* [EXERCISE INPUTS]:
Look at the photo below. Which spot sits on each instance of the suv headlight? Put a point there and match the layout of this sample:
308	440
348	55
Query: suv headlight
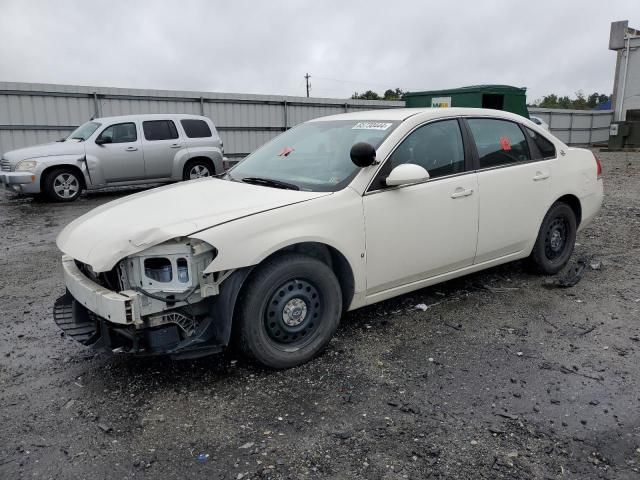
26	166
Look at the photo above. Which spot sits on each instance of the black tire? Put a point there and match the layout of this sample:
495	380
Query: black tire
556	239
192	167
288	311
62	185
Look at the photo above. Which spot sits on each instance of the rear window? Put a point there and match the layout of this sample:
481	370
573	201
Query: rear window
545	149
196	128
159	130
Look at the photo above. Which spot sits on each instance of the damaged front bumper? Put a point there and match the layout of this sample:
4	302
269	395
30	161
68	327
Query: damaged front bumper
103	319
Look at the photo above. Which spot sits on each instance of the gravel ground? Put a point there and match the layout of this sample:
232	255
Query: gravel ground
501	377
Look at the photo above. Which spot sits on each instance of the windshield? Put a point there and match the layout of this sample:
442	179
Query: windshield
84	131
313	156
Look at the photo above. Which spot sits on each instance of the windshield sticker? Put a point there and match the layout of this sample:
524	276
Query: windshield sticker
285	152
371	126
505	144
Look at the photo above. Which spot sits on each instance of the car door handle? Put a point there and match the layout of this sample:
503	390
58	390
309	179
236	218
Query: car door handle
461	192
540	176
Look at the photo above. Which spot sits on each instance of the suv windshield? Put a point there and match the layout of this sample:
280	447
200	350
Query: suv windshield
312	156
84	131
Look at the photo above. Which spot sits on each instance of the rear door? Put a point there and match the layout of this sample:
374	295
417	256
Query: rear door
121	159
161	143
514	187
418	231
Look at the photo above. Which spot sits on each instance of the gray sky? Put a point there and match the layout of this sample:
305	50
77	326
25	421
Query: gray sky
267	46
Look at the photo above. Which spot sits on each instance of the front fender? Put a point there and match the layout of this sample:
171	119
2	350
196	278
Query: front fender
74	160
334	220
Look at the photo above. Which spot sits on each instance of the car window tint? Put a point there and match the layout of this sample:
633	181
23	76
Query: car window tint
499	142
545	147
436	146
196	128
120	133
159	130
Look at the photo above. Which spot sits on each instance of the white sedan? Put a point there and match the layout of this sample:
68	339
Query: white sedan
334	214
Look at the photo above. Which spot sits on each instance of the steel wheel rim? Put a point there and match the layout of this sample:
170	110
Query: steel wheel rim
66	185
198	171
555	241
293	312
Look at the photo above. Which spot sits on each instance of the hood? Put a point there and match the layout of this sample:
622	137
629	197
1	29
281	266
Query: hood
45	150
131	224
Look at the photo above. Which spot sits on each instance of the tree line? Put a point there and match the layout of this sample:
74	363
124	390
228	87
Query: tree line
580	102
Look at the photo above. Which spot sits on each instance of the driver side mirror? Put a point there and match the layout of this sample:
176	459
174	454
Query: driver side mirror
363	154
406	174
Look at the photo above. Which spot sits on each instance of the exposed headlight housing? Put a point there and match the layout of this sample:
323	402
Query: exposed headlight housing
26	166
175	266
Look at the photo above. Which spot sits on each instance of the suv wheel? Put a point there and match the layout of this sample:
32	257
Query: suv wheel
62	185
289	310
556	240
197	169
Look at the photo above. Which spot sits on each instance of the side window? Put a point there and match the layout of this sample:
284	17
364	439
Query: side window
196	128
546	149
120	133
437	147
159	130
499	142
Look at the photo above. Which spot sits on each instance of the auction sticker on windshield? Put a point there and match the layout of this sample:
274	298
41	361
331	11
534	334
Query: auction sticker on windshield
371	126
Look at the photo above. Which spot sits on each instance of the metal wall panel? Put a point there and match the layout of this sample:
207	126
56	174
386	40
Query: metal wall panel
36	113
577	127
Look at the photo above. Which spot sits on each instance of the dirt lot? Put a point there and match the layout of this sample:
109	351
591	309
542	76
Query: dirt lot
500	377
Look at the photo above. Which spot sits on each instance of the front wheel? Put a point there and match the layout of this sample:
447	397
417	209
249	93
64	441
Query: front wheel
197	169
289	310
556	240
62	185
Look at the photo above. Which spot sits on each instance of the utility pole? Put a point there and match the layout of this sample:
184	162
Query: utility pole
307	77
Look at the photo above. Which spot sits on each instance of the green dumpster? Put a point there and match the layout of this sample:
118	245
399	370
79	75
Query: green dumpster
498	97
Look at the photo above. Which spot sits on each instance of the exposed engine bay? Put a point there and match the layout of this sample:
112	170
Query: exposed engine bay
168	303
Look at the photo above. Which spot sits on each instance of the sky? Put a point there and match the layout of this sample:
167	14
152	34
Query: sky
266	47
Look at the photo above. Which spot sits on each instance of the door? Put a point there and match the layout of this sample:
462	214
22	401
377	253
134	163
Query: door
161	144
120	157
418	231
513	186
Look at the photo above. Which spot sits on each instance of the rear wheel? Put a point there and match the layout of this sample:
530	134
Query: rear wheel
289	310
62	185
556	239
197	169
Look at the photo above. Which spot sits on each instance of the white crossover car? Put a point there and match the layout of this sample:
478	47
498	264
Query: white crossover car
116	151
334	214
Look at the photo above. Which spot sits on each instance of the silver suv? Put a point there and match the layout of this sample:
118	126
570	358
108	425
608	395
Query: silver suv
115	151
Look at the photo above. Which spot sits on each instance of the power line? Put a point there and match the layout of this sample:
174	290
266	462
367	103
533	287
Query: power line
353	82
307	77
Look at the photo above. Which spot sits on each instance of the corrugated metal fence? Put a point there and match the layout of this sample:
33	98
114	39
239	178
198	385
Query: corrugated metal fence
577	127
38	113
33	113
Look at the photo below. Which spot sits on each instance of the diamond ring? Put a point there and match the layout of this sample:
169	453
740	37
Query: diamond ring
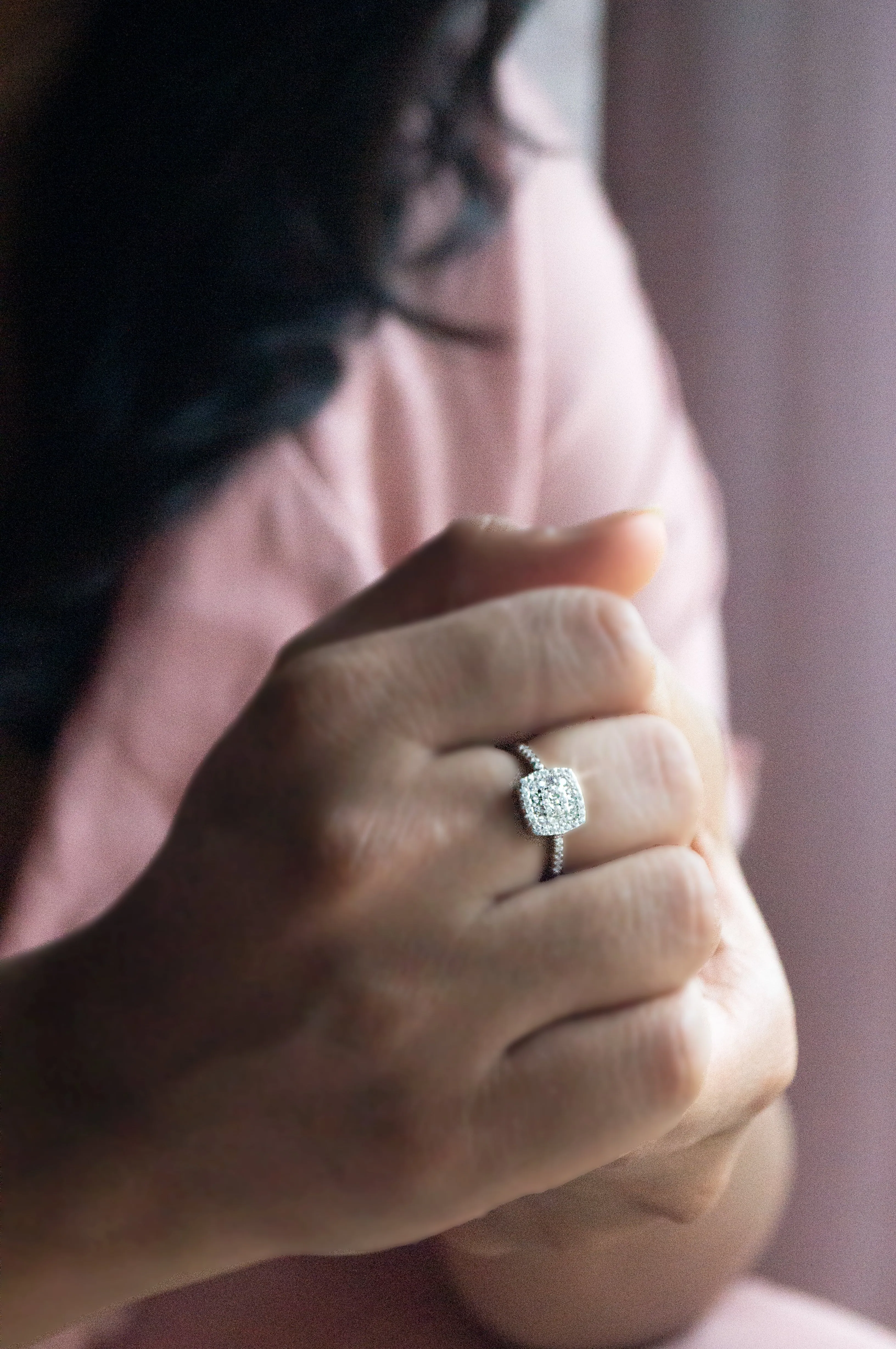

* [TASK TO COMPLETE]: Collect every line from the items above that contains the word "driver".

* [EXERCISE OUTPUT]:
Look at the photo above. Which spot sits on each instance of the driver side mirror? Put a point there and match the layout of this sample:
Query: driver side mirror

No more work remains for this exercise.